DOCUMENT SEGMENT Start Marker
Malaria in pregnancy: the difficulties in measuring birthweight
2011

Measuring Birthweight in Pregnant Women with Malaria

Sample size: 43 publication Evidence: moderate

Author Information

Author(s): Rijken MJ, Rijken JA, Papageorghiou AT, Kennedy SH, Visser GHA, Nosten F, McGready R

Primary Institution: Shoklo Malaria Research Unit

Hypothesis

Differences in birthweight may be attributable partly to methodological difficulties.

Conclusion

The study highlights the need for standardized methods in measuring and reporting birthweight in malaria research.

Supporting Evidence

  • Only 33% of clinical trials reported the timing of birthweight measurement.
  • 77% of studies explained how gestational age was estimated.
  • 44% of articles reported the type of scale used for measuring birthweight.
DOCUMENT SEGMENT End Marker
GIVEN RECORDS Start Marker
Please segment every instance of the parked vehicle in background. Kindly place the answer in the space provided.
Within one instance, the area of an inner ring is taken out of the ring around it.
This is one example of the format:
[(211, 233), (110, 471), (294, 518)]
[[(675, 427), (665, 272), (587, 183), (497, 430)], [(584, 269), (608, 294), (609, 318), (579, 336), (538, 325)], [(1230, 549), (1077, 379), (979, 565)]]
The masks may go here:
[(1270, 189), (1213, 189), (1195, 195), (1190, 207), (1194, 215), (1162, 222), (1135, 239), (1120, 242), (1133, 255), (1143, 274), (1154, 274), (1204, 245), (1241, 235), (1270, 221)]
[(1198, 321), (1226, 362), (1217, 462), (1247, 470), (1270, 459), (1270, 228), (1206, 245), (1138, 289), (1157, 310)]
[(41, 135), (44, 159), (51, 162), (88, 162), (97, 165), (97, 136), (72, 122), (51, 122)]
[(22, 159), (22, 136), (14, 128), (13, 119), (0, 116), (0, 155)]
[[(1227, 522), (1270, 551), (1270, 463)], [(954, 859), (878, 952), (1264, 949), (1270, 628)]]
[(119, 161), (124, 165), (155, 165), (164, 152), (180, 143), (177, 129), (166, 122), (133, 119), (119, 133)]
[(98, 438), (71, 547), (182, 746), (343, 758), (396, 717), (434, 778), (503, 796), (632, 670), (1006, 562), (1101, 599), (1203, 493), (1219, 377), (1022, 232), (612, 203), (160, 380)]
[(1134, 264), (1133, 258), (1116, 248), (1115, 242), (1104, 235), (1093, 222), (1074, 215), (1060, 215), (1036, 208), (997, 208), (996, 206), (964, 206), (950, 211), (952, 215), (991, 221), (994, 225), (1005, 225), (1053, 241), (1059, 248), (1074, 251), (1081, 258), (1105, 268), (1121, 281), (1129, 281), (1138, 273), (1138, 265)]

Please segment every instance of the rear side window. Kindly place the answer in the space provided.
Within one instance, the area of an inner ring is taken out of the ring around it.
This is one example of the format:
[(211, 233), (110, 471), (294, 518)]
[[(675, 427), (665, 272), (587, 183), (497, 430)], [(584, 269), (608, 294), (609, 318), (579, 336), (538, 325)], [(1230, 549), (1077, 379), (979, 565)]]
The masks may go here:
GIVEN RECORDS End Marker
### TASKS
1/ According to the malaria birthweight summary, which institution was primary for the study?
2/ Continue the malaria birthweight summary after its final line.
The rows above are separate material and have no connection to the summary of the malaria birthweight study.

### PER-TASK OUTPUTS
1/ The Shoklo Malaria Research Unit.

2/
Takeaway

This study looks at how to measure the weight of babies born to mothers with malaria, showing that many studies don't do it right.

Methodology

A structured literature search was performed to analyze clinical trials that reported birthweight as an outcome.

Potential Biases

Potential bias due to missing data on infants not weighed and differences in measurement methods.

Limitations

Many studies lacked detailed methodology on how birthweight was measured.

Participant Demographics

Pregnant women in malaria-endemic areas.